## START Stored data

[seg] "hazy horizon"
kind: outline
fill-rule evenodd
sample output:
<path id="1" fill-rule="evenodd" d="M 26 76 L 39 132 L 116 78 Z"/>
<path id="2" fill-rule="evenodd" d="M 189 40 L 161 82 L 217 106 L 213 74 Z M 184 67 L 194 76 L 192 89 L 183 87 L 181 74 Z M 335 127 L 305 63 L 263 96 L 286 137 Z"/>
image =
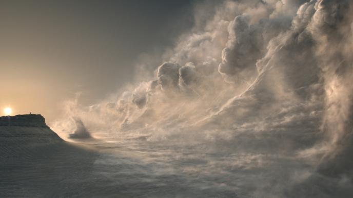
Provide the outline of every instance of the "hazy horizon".
<path id="1" fill-rule="evenodd" d="M 133 84 L 140 59 L 161 61 L 191 27 L 195 2 L 3 1 L 0 107 L 50 124 L 77 93 L 89 105 Z"/>
<path id="2" fill-rule="evenodd" d="M 0 105 L 50 128 L 0 121 L 0 196 L 353 197 L 351 0 L 33 2 Z"/>

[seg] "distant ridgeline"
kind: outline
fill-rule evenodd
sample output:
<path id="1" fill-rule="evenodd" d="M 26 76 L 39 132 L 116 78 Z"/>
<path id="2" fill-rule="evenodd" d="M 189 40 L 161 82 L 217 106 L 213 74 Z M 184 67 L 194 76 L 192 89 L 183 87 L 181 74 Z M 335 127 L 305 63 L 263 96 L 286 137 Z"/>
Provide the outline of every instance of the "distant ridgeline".
<path id="1" fill-rule="evenodd" d="M 41 115 L 0 117 L 0 153 L 4 149 L 62 142 L 63 140 L 47 125 Z"/>

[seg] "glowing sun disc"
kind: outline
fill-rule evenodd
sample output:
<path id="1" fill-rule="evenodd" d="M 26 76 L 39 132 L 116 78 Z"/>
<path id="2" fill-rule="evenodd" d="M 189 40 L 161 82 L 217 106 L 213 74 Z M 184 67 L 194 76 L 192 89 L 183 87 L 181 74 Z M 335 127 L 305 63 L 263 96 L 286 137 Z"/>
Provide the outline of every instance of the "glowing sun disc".
<path id="1" fill-rule="evenodd" d="M 12 113 L 12 109 L 10 107 L 6 107 L 4 109 L 4 113 L 6 116 L 9 116 Z"/>

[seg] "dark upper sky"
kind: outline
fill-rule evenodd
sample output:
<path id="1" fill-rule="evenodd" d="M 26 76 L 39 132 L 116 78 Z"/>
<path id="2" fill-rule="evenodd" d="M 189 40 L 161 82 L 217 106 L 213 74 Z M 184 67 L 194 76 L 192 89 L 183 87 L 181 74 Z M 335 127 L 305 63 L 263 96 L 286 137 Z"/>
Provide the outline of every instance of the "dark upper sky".
<path id="1" fill-rule="evenodd" d="M 131 80 L 139 55 L 172 46 L 192 9 L 186 0 L 2 1 L 0 107 L 50 120 L 77 92 L 86 104 L 104 98 Z"/>

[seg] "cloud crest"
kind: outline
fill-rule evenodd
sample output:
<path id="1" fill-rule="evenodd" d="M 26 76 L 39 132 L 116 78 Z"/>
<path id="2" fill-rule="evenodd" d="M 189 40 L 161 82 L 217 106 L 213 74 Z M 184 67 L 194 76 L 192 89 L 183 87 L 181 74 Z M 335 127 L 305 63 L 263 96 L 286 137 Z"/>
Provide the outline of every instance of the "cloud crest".
<path id="1" fill-rule="evenodd" d="M 297 171 L 273 173 L 291 182 L 270 183 L 277 185 L 271 191 L 257 184 L 251 196 L 315 197 L 296 190 L 315 184 L 317 197 L 348 197 L 353 192 L 347 190 L 353 179 L 352 4 L 225 1 L 206 21 L 197 15 L 209 11 L 202 6 L 195 11 L 199 25 L 166 53 L 153 79 L 89 108 L 74 102 L 67 114 L 93 136 L 207 142 L 222 148 L 214 151 L 220 155 L 226 150 L 261 160 L 257 168 L 267 172 L 281 166 Z M 72 124 L 64 119 L 56 128 L 70 131 Z M 272 164 L 274 157 L 279 162 Z M 321 191 L 328 187 L 322 180 L 333 194 Z"/>

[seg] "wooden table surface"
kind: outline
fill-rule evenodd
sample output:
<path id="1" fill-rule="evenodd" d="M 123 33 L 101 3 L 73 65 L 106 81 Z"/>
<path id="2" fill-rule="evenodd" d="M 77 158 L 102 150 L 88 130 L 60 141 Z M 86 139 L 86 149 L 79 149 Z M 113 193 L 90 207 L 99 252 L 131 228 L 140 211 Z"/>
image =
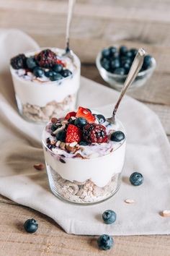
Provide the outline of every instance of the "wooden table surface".
<path id="1" fill-rule="evenodd" d="M 71 46 L 81 60 L 81 74 L 103 85 L 94 64 L 103 47 L 142 46 L 155 57 L 157 68 L 150 81 L 128 94 L 158 115 L 169 138 L 169 0 L 77 0 L 71 27 Z M 65 0 L 0 0 L 0 27 L 23 30 L 41 46 L 63 47 L 66 14 Z M 97 249 L 96 236 L 67 234 L 50 218 L 2 196 L 0 213 L 1 256 L 170 255 L 170 236 L 115 236 L 114 248 L 104 252 Z M 23 231 L 30 218 L 40 223 L 35 234 Z"/>

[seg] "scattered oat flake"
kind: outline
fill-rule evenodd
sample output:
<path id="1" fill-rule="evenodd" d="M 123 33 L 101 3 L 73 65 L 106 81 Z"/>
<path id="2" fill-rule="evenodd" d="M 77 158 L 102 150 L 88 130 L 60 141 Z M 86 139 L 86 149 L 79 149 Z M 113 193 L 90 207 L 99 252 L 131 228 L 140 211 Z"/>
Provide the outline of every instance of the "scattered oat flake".
<path id="1" fill-rule="evenodd" d="M 35 163 L 34 165 L 34 168 L 36 169 L 36 170 L 39 170 L 39 171 L 41 171 L 41 170 L 43 170 L 44 168 L 44 164 L 43 163 Z"/>
<path id="2" fill-rule="evenodd" d="M 170 210 L 164 210 L 161 212 L 163 217 L 170 217 Z"/>
<path id="3" fill-rule="evenodd" d="M 134 203 L 135 201 L 133 199 L 126 199 L 125 202 L 127 203 Z"/>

## END Stored data

# Objective
Working from the lines above, reproduce the material exactly and exclude its pictures.

# Solution below
[seg] "hazy horizon"
kind: outline
fill-rule evenodd
sample output:
<path id="1" fill-rule="evenodd" d="M 26 76 L 39 132 L 116 78 Z"/>
<path id="2" fill-rule="evenodd" d="M 189 40 L 161 82 L 217 106 L 213 74 Z M 184 67 L 194 76 L 192 89 L 183 87 L 181 74 Z M 335 127 L 305 63 L 263 96 L 286 137 Z"/>
image =
Provide the outline of every instance of the "hazy horizon".
<path id="1" fill-rule="evenodd" d="M 133 84 L 140 59 L 161 61 L 191 27 L 195 2 L 3 1 L 0 107 L 50 124 L 77 93 L 89 105 Z"/>
<path id="2" fill-rule="evenodd" d="M 0 105 L 50 128 L 0 121 L 0 196 L 353 197 L 351 0 L 33 2 Z"/>

[seg] "distant ridgeline"
kind: outline
fill-rule evenodd
sample output:
<path id="1" fill-rule="evenodd" d="M 26 76 L 39 132 L 116 78 Z"/>
<path id="2" fill-rule="evenodd" d="M 189 40 L 161 82 L 217 106 L 213 74 Z M 184 67 L 194 76 L 192 89 L 183 87 L 181 74 Z M 335 127 L 305 63 L 263 96 L 286 137 Z"/>
Provide the outline of every instance of the "distant ridgeline".
<path id="1" fill-rule="evenodd" d="M 41 115 L 0 117 L 0 153 L 4 149 L 62 142 L 63 140 L 47 125 Z"/>

[seg] "glowing sun disc"
kind: outline
fill-rule evenodd
sample output:
<path id="1" fill-rule="evenodd" d="M 26 76 L 39 132 L 116 78 Z"/>
<path id="2" fill-rule="evenodd" d="M 189 40 L 161 82 L 217 106 L 213 74 Z M 184 67 L 194 76 L 192 89 L 183 87 L 181 74 Z M 335 127 L 305 63 L 263 96 L 286 137 Z"/>
Provide the outline of every instance of the "glowing sun disc".
<path id="1" fill-rule="evenodd" d="M 12 113 L 12 109 L 10 107 L 6 107 L 4 109 L 4 113 L 6 116 L 9 116 Z"/>

[seg] "dark upper sky"
kind: outline
fill-rule evenodd
sample output:
<path id="1" fill-rule="evenodd" d="M 26 76 L 39 132 L 116 78 Z"/>
<path id="2" fill-rule="evenodd" d="M 189 40 L 161 82 L 217 106 L 213 74 Z M 184 67 L 194 76 L 192 89 L 183 87 L 181 74 Z M 335 127 L 305 63 L 263 96 L 286 137 Z"/>
Provide the outline of every instance of the "dark upper sky".
<path id="1" fill-rule="evenodd" d="M 131 80 L 139 55 L 172 46 L 192 9 L 186 0 L 2 1 L 0 107 L 50 120 L 77 92 L 86 104 L 104 98 Z"/>

[seg] "cloud crest"
kind: outline
fill-rule evenodd
sample output:
<path id="1" fill-rule="evenodd" d="M 26 76 L 39 132 L 116 78 Z"/>
<path id="2" fill-rule="evenodd" d="M 189 40 L 161 82 L 217 106 L 213 74 Z M 184 67 L 194 76 L 192 89 L 183 87 L 181 74 Z M 335 127 L 305 63 L 263 96 L 286 137 Z"/>
Provide the outline of every instance of the "cloud crest".
<path id="1" fill-rule="evenodd" d="M 297 171 L 273 173 L 291 182 L 270 183 L 277 185 L 271 191 L 257 184 L 251 196 L 315 197 L 296 190 L 315 184 L 317 197 L 348 197 L 353 192 L 347 190 L 353 179 L 352 4 L 225 1 L 206 21 L 197 15 L 209 11 L 202 6 L 195 11 L 199 25 L 166 53 L 153 79 L 89 108 L 74 102 L 67 114 L 93 136 L 207 142 L 222 148 L 214 151 L 220 155 L 226 150 L 261 160 L 257 168 L 267 172 L 281 166 Z M 72 124 L 64 119 L 56 128 L 70 131 Z M 272 164 L 274 157 L 279 162 Z M 321 191 L 328 187 L 322 180 L 333 194 Z"/>

[seg] "wooden table surface"
kind: outline
fill-rule evenodd
sample output:
<path id="1" fill-rule="evenodd" d="M 123 33 L 101 3 L 73 65 L 106 81 Z"/>
<path id="2" fill-rule="evenodd" d="M 77 158 L 102 150 L 88 130 L 60 141 Z M 86 139 L 86 149 L 79 149 Z M 113 193 L 90 207 L 99 252 L 131 228 L 140 211 Z"/>
image =
Provide the outline of every instance of the "wooden table surface".
<path id="1" fill-rule="evenodd" d="M 71 46 L 81 60 L 81 74 L 103 85 L 94 64 L 103 47 L 142 46 L 155 57 L 157 68 L 150 81 L 128 94 L 158 115 L 169 138 L 169 0 L 77 0 L 71 27 Z M 65 0 L 0 0 L 0 27 L 23 30 L 41 46 L 63 47 L 66 14 Z M 97 249 L 96 236 L 67 234 L 50 218 L 2 196 L 0 213 L 1 256 L 170 255 L 170 236 L 115 236 L 114 248 L 104 252 Z M 23 231 L 30 218 L 40 223 L 35 234 Z"/>

[seg] "scattered oat flake"
kind: outline
fill-rule evenodd
sample output:
<path id="1" fill-rule="evenodd" d="M 123 33 L 101 3 L 73 65 L 106 81 Z"/>
<path id="2" fill-rule="evenodd" d="M 77 158 L 102 150 L 88 130 L 60 141 Z M 86 139 L 86 149 L 79 149 Z M 113 193 L 90 207 L 99 252 L 131 228 L 140 211 Z"/>
Provide the outline of every instance of the "scattered oat flake".
<path id="1" fill-rule="evenodd" d="M 35 163 L 34 165 L 34 168 L 36 169 L 36 170 L 39 170 L 39 171 L 41 171 L 41 170 L 43 170 L 44 168 L 44 164 L 43 163 Z"/>
<path id="2" fill-rule="evenodd" d="M 170 210 L 164 210 L 161 212 L 163 217 L 170 217 Z"/>
<path id="3" fill-rule="evenodd" d="M 134 203 L 135 201 L 133 199 L 126 199 L 125 202 L 127 203 Z"/>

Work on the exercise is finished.